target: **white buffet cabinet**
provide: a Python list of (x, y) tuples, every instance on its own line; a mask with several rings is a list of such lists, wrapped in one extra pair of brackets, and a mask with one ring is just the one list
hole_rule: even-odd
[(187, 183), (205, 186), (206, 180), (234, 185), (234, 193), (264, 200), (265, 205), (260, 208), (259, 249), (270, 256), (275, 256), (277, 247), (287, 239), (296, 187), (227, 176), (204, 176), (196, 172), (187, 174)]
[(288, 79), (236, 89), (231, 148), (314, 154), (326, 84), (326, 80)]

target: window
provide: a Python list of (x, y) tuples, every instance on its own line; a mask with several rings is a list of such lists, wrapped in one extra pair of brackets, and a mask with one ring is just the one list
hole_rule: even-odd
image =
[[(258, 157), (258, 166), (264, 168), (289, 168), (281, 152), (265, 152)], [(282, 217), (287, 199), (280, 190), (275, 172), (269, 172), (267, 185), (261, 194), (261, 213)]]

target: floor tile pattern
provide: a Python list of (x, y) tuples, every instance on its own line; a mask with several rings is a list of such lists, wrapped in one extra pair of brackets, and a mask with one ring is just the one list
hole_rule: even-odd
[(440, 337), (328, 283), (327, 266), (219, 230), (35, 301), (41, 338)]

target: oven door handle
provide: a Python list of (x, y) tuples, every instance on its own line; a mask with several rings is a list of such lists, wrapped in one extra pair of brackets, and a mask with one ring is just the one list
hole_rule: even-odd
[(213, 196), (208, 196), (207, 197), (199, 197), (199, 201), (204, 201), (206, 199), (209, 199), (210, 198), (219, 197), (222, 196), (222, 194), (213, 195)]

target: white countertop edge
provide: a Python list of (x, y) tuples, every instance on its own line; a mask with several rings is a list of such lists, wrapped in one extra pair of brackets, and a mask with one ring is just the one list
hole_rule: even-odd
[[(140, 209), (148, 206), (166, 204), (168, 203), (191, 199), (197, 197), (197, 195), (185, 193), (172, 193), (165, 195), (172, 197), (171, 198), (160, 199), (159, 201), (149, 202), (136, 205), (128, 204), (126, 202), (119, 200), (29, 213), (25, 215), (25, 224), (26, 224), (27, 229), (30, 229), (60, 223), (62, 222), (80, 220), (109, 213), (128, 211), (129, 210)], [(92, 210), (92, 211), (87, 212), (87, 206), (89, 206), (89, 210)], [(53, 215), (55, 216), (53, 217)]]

▶ [YOUR GOAL]
Copy every item above line for line, changing nothing.

▶ [COMPLETE RESPONSE]
target: **white buffet cabinet**
provide: a Python list of (x, y) tuples, every instance on its own line; a mask with several rings is a list of such lists, wrapped in one extra pair of brackets, and a mask with one ring is just the one list
hole_rule: even-odd
[(187, 183), (205, 186), (206, 180), (234, 185), (234, 193), (264, 200), (265, 205), (260, 208), (259, 249), (270, 256), (275, 256), (277, 247), (287, 239), (296, 187), (227, 176), (204, 176), (196, 172), (187, 174)]
[(288, 79), (236, 89), (231, 148), (314, 154), (326, 84), (326, 80)]

target: window
provide: a Python list of (x, y) tuples, every instance on its own line; a mask with several rings is a list of such lists, wrapped in one extra pair of brackets, and a mask with one ring is just the one list
hole_rule: even-odd
image =
[[(258, 157), (258, 166), (264, 168), (289, 168), (281, 152), (265, 152)], [(282, 217), (287, 199), (280, 190), (275, 172), (269, 172), (267, 185), (261, 194), (261, 213)]]

target: floor tile pattern
provide: a Python list of (x, y) tuples, every instance on its own line; a mask with several rings is a list of such lists, wrapped in one extra pair of brackets, and a mask with one ring is just the one list
hole_rule: even-odd
[(440, 337), (328, 283), (327, 266), (219, 230), (35, 301), (41, 338)]

target: oven door handle
provide: a Python list of (x, y) tuples, every instance on its own line; a mask with several rings is a list of such lists, wrapped in one extra pair of brackets, and a mask with one ring is just the one list
hole_rule: even-odd
[(213, 196), (208, 196), (207, 197), (199, 197), (199, 201), (204, 201), (206, 199), (209, 199), (210, 198), (219, 197), (222, 196), (222, 194), (213, 195)]

target: white countertop edge
provide: a Python list of (x, y) tuples, every instance on its own line; a mask with several rings is a list of such lists, wrapped in one extra pair of brackets, and a mask with one ring is just the one list
hole_rule: even-odd
[[(140, 209), (148, 206), (166, 204), (168, 203), (191, 199), (197, 197), (197, 195), (185, 193), (172, 193), (165, 195), (172, 197), (171, 198), (160, 199), (159, 201), (149, 202), (136, 205), (128, 204), (126, 202), (119, 200), (29, 213), (25, 215), (25, 224), (26, 224), (27, 229), (30, 229), (60, 223), (62, 222), (80, 220), (109, 213), (128, 211), (129, 210)], [(92, 210), (92, 211), (87, 212), (87, 206), (89, 206), (89, 210)], [(53, 215), (55, 216), (53, 217)]]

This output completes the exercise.